### Aim of the task:
Extract every line of the data below verbatim, keeping the original order and all coordinate values unchanged.

═══ Materials provided ═══

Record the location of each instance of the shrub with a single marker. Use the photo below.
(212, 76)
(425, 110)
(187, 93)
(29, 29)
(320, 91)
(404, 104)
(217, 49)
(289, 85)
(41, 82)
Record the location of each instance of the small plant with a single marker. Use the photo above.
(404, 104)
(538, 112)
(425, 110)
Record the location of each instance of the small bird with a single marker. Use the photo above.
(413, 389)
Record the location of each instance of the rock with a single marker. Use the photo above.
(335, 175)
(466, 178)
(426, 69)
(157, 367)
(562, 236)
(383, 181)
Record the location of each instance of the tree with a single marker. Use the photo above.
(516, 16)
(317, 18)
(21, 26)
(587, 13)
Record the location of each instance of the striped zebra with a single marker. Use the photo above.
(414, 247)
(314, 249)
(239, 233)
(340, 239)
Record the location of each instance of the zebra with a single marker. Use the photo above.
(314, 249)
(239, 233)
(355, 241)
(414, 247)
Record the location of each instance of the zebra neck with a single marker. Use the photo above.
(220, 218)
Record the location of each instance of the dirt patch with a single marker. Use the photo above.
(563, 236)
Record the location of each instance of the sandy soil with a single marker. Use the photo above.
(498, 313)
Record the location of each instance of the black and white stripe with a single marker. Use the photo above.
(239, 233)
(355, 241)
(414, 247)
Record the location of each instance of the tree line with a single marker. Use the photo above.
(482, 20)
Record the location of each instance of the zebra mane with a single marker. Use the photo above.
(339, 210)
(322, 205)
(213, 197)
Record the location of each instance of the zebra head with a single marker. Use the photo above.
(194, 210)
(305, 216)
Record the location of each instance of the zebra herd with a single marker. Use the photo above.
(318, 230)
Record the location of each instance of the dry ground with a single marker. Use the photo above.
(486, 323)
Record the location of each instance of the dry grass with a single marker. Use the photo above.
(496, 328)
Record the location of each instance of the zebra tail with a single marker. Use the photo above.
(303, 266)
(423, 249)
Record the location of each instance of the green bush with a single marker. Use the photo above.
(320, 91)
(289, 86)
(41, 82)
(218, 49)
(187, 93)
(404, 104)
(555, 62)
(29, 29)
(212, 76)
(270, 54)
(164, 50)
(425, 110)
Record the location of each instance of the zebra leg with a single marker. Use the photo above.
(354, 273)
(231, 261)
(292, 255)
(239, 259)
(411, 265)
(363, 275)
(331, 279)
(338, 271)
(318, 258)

═══

### Final answer:
Record the location of each instance of the shrub with a single marker. Use the photo below.
(212, 76)
(425, 110)
(187, 93)
(29, 29)
(320, 91)
(404, 104)
(217, 49)
(289, 85)
(41, 82)
Record the location of each instance of the small plant with a single marker. Use the photo above.
(404, 104)
(538, 112)
(425, 110)
Record the location of each instance of the small bird with a single marker. Use the photo above.
(413, 389)
Record the location of each instance of the rock with a single marker. Use the photo above.
(335, 175)
(466, 178)
(426, 69)
(157, 367)
(562, 236)
(383, 181)
Record the location of each instance of the tree with a single marker. Use the photo above.
(516, 16)
(317, 18)
(21, 26)
(587, 13)
Record the location of each instance of the striped zebra with a single marker. Use the photo above.
(414, 247)
(314, 249)
(239, 233)
(340, 239)
Record the location of each instance of the zebra with a single marker. Use the photo above.
(314, 249)
(239, 233)
(355, 241)
(414, 247)
Record the location of each instance of the zebra neck with a single marker. Use the photo above.
(220, 218)
Record the location of each instance of the dirt patch with a single marker. Use the photo above.
(563, 236)
Record the location of each instance of the sandy soil with a single marker. Use the photo above.
(498, 313)
Record the location of each instance of the black and white stripe with a single marker. Use the photo above.
(239, 233)
(355, 241)
(414, 247)
Record the location of each instance of the tree line with a single marker. Use the photo above.
(482, 20)
Record the location of each instance of the zebra mane with a single marker. Use the photo above.
(339, 210)
(322, 205)
(213, 197)
Record the location of each instance of the zebra head with a single marker. Use the photo above.
(194, 210)
(305, 216)
Record the location of each instance of the zebra herd with a single marker. Use the photo above.
(318, 230)
Record the location of each instance of the dry ground with a single marker. Use the photo above.
(486, 323)
Record the location of each instance of the dry grass with a single marker. Use the photo above.
(496, 328)
Record the location of each instance of the zebra tail with a single marker. Use the photo above.
(303, 266)
(423, 249)
Record the location of each instance of the green bush with a single marker. Use the photo above.
(320, 91)
(289, 86)
(41, 82)
(218, 49)
(187, 93)
(404, 104)
(555, 62)
(29, 29)
(212, 76)
(270, 54)
(164, 50)
(425, 110)
Record the location of each instance of the zebra leg with a single marker. Use the photo above.
(354, 273)
(231, 261)
(292, 255)
(239, 259)
(411, 265)
(363, 275)
(331, 279)
(338, 271)
(318, 258)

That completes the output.